Records supplied:
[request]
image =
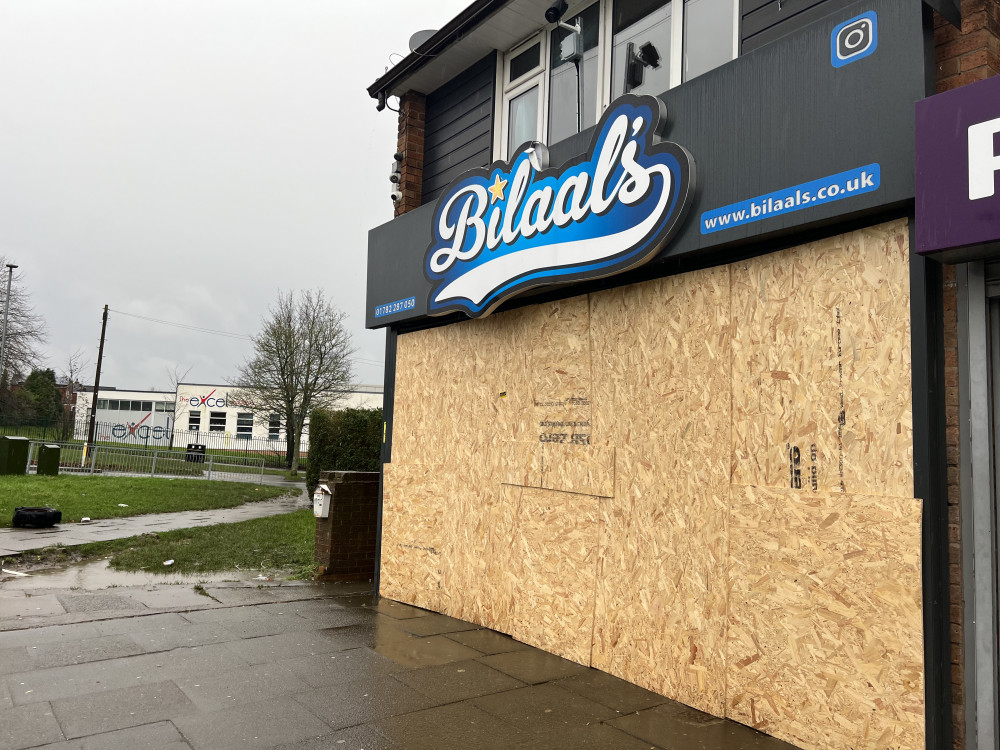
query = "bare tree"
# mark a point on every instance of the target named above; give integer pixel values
(176, 376)
(25, 333)
(71, 371)
(301, 359)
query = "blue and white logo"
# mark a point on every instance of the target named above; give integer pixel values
(516, 225)
(854, 40)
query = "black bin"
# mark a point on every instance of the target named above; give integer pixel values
(195, 453)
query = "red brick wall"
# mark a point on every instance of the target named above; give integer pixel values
(963, 56)
(346, 540)
(971, 53)
(410, 143)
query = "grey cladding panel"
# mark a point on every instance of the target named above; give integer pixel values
(459, 130)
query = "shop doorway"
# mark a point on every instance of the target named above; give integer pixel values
(979, 435)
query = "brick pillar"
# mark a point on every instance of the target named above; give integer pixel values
(963, 56)
(410, 144)
(345, 542)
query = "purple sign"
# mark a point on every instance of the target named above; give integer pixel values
(958, 167)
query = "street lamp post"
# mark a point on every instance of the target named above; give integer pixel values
(6, 311)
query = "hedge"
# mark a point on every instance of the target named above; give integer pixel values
(345, 440)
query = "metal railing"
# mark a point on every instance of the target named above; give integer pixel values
(124, 461)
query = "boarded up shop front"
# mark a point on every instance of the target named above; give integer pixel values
(694, 470)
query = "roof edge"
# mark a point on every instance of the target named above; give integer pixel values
(469, 18)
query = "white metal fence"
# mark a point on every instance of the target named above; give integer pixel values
(125, 461)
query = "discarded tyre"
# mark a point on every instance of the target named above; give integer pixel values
(40, 518)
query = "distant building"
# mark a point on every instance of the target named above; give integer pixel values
(195, 413)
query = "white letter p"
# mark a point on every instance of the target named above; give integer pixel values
(983, 162)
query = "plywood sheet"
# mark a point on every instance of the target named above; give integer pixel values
(555, 554)
(585, 469)
(821, 365)
(825, 634)
(414, 538)
(661, 395)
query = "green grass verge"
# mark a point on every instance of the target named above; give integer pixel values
(277, 542)
(102, 497)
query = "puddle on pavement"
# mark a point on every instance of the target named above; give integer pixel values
(97, 575)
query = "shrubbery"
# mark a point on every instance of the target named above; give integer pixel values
(346, 440)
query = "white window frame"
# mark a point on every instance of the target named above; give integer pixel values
(540, 75)
(537, 76)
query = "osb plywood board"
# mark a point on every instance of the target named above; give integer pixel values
(821, 366)
(414, 540)
(482, 574)
(661, 395)
(555, 558)
(825, 633)
(585, 469)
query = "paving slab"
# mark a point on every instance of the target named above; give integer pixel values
(161, 735)
(673, 726)
(120, 709)
(458, 681)
(28, 726)
(533, 666)
(256, 725)
(361, 701)
(186, 635)
(313, 666)
(487, 641)
(342, 666)
(608, 690)
(457, 725)
(236, 687)
(363, 737)
(276, 648)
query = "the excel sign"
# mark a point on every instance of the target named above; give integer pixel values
(958, 168)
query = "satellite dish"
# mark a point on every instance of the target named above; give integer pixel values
(420, 37)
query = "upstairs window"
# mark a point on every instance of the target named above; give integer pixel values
(522, 97)
(244, 425)
(558, 82)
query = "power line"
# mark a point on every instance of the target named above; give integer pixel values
(200, 329)
(226, 334)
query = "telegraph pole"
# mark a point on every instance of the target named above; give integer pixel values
(6, 310)
(97, 384)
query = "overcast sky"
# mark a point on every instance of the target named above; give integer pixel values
(185, 160)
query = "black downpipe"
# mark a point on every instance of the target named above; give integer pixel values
(930, 474)
(388, 402)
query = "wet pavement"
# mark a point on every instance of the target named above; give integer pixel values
(303, 665)
(14, 541)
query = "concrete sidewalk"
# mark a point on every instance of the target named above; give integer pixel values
(303, 666)
(14, 541)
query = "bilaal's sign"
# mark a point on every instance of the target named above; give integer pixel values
(958, 168)
(520, 224)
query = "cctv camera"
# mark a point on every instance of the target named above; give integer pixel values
(553, 14)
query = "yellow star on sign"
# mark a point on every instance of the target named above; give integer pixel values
(496, 189)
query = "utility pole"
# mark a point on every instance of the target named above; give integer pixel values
(97, 386)
(6, 310)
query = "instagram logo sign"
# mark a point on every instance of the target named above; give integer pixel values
(854, 40)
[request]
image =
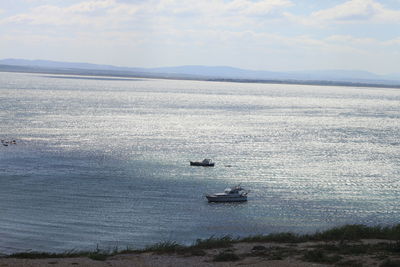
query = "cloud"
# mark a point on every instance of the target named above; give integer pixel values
(104, 12)
(357, 11)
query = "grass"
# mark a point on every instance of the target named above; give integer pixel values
(324, 253)
(320, 256)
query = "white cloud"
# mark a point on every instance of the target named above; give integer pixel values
(358, 11)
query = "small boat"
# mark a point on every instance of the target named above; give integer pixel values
(235, 194)
(204, 163)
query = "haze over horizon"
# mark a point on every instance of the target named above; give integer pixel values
(275, 35)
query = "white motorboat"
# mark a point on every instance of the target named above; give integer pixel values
(235, 194)
(204, 163)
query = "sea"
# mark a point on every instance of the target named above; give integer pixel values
(103, 162)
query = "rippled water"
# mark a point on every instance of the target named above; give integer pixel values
(106, 161)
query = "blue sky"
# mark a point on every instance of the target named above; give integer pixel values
(277, 35)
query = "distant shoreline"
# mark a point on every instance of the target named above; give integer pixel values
(348, 245)
(141, 75)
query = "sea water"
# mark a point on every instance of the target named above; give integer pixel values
(105, 161)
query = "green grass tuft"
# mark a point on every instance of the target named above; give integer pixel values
(164, 247)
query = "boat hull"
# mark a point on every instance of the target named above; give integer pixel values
(194, 163)
(211, 198)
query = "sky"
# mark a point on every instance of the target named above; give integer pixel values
(275, 35)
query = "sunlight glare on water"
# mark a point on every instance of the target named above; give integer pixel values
(106, 161)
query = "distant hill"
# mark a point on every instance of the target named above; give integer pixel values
(203, 72)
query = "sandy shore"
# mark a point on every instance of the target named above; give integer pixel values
(368, 252)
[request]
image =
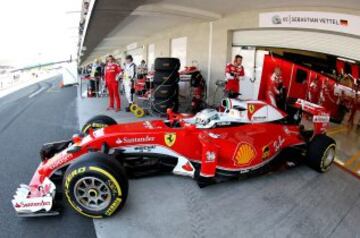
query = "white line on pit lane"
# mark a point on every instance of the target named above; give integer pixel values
(37, 92)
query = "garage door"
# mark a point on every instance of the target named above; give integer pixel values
(338, 45)
(137, 55)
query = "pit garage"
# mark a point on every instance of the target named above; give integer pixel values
(298, 79)
(316, 48)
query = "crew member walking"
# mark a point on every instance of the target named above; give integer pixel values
(112, 69)
(128, 81)
(233, 72)
(274, 85)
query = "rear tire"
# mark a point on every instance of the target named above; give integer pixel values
(96, 185)
(97, 122)
(321, 153)
(166, 78)
(167, 64)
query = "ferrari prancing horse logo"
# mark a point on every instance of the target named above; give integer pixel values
(170, 138)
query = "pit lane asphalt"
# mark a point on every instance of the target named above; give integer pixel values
(28, 118)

What is expected: Return all of the entries exactly as written, but drop any pictures they hold.

Solution:
[request]
image =
query = "bare tree"
# mark a point on every instance of the target named above; give integer pixel values
(176, 376)
(25, 333)
(71, 371)
(301, 359)
query = "blue and white logo"
# mark a point on every instance of the target named above; give integer pixel values
(516, 225)
(854, 40)
query = "black bin"
# mark a point on every instance of the target named above; give integer pixel values
(195, 453)
query = "red brick wall"
# mark a point on every instance of the target named above; give integer pixel values
(963, 56)
(346, 540)
(971, 53)
(410, 143)
query = "grey cladding panel"
# mark a point on every instance of the target named above; give integer pixel values
(459, 130)
query = "shop doorway"
# mark a point on every instance of the target named above; give integer pixel values
(979, 435)
query = "brick pillar"
# mark a point on every instance of the target named above; give integer pixel values
(963, 56)
(410, 144)
(345, 542)
query = "purple sign"
# mark a point on every instance of the target named above; give integer pixel values
(958, 167)
query = "street lamp post"
# mark a point on every instance of the target named above; give integer pixel values
(6, 311)
query = "hedge"
# mark a point on every instance of the target named above; give integer pixel values
(345, 440)
query = "metal railing"
# mark a point on every instance of the target named above; give integer pixel values
(124, 461)
query = "boarded up shop front"
# mark a point on every instance of the target named above; give integer pixel values
(694, 470)
query = "roof edge"
# mark a point on every instance of the target named above; give integer pixel values
(469, 18)
query = "white metal fence"
# mark a point on every instance of the target named above; give integer pixel values
(125, 461)
query = "discarded tyre"
# mark a point on every instance of the target named above; give integer pixel values
(40, 518)
query = "distant building"
# mark a point on every instance of the target named above; give integer pixel values
(195, 413)
query = "white letter p"
# mark a point on every instance of the target named above; give integer pixel values
(983, 162)
query = "plywood sheet"
# mark a point on every instance of the target named above; give integer pixel values
(555, 554)
(585, 469)
(821, 365)
(825, 634)
(414, 538)
(661, 395)
query = "green grass verge"
# mark a point on every instance of the target named above; give integer pixel values
(277, 542)
(102, 497)
query = "puddle on pavement"
# mark a point on every instance of the target named above; give integer pixel values
(97, 575)
query = "shrubbery"
# mark a point on every instance of the target named above; give integer pixel values
(346, 440)
query = "white window frame"
# mark a point on every instance of the target named above; give integer pixel values
(540, 75)
(537, 76)
query = "osb plywood board"
# mark a point on every instance of the target named above; give integer pixel values
(821, 366)
(414, 540)
(482, 574)
(661, 395)
(555, 558)
(825, 633)
(585, 469)
query = "paving slab"
# mark a point on every instance of the target named above; give integer pixel values
(161, 735)
(673, 726)
(120, 709)
(458, 681)
(28, 726)
(533, 666)
(256, 725)
(361, 701)
(186, 635)
(313, 666)
(487, 641)
(342, 666)
(608, 690)
(457, 725)
(236, 687)
(363, 737)
(276, 648)
query = "the excel sign"
# mark a point on every instance of the target named above; give integer pixel values
(958, 168)
query = "satellite dish"
# mark a point on every instance of the target named above; give integer pixel values
(420, 37)
query = "upstairs window"
# mark a point on every instance of the target named above; give integer pixel values
(522, 97)
(244, 425)
(558, 82)
query = "power line"
# mark a point on every instance of the target named above; give integer pixel values
(200, 329)
(226, 334)
query = "telegraph pole"
# mark a point on every instance of the target named above; give integer pixel values
(6, 310)
(97, 384)
query = "overcast sky"
# mark a point on every instance of the target named above; give integer pixel values
(185, 160)
query = "black downpipe"
# mark a point on every instance of the target named above; give integer pixel values
(930, 474)
(388, 402)
query = "wet pavement"
# mark a point on every instance of the target named above; give integer pixel values
(303, 665)
(14, 541)
query = "concrete sidewalk"
# mark a point on every instance of the target named above; give integer pixel values
(303, 666)
(14, 541)
query = "bilaal's sign"
# mark a point on every instance of the target named above; give integer pixel values
(958, 168)
(520, 224)
query = "cctv camera"
# mark a point on every instance of the target named above; give integer pixel values
(553, 14)
query = "yellow star on sign"
# mark a point on every instance of the target named above; give integer pixel values
(496, 189)
query = "utility pole"
# mark a point on every instance of the target named above; give integer pixel values
(97, 386)
(6, 310)
query = "instagram logo sign"
# mark a point on every instance of the target named above; give integer pixel values
(854, 40)
[request]
image =
query = "cloud"
# mark a point on every instance of the target named above; give integer pixel values
(104, 12)
(357, 11)
query = "grass"
# mark a point on every instance of the target named above; give integer pixel values
(324, 253)
(320, 256)
query = "white cloud"
# mark a point on every instance of the target named above; give integer pixel values
(358, 11)
query = "small boat"
# mark a point on every instance of the target named above; give integer pixel values
(235, 194)
(204, 163)
query = "haze over horizon"
# mark a point on every instance of the target named above; give integer pixel values
(275, 35)
query = "white motorboat"
# mark a point on every instance of the target named above; give integer pixel values
(235, 194)
(204, 163)
query = "sea"
# mark a point on every instance of the target named above; give integer pixel values
(103, 162)
query = "rippled water"
# mark a point on every instance of the target named above; give integer pixel values
(106, 161)
query = "blue sky"
# mark a point on every instance of the target named above; give integer pixel values
(277, 35)
query = "distant shoreline"
# mark a point on every instance of the target named above; give integer pixel values
(348, 245)
(141, 75)
query = "sea water"
# mark a point on every instance of the target named above; give integer pixel values
(105, 161)
query = "green grass tuft"
# mark a point on every instance of the target named above; give integer pixel values
(164, 247)
query = "boat hull"
# mark a point on every instance of the target named above; give integer pixel values
(194, 163)
(211, 198)
query = "sky"
# mark a point on every instance of the target named above; give integer pixel values
(275, 35)
query = "sunlight glare on water"
# mark a point on every instance of the target named above; give integer pixel values
(106, 161)
query = "distant hill"
# mark a point on every instance of the target named above; give integer pixel values
(203, 72)
query = "sandy shore"
# mark a point on every instance of the target named above; give integer pixel values
(368, 252)
[request]
image =
query = "white line on pit lane"
# mark a point on every instance of the target named above; give integer pixel values
(37, 92)
query = "garage door"
# mark a point on every instance of the target named above; give integer pixel values
(338, 45)
(137, 55)
query = "pit garage"
# mark a point on every instance of the target named above; give integer pixel values
(298, 79)
(316, 48)
query = "crew member walking"
# mark a point on every instance of the target named above; give integer pixel values
(112, 69)
(128, 81)
(233, 72)
(274, 85)
query = "rear tire"
# mark a point on every instance of the target named above; give integer pixel values
(96, 185)
(97, 122)
(321, 153)
(166, 78)
(167, 64)
query = "ferrari prancing horse logo"
# mark a point on every instance of the target named above; give integer pixel values
(170, 138)
query = "pit lane asphalt"
# mark a point on every instance of the target named above; give integer pixel values
(28, 118)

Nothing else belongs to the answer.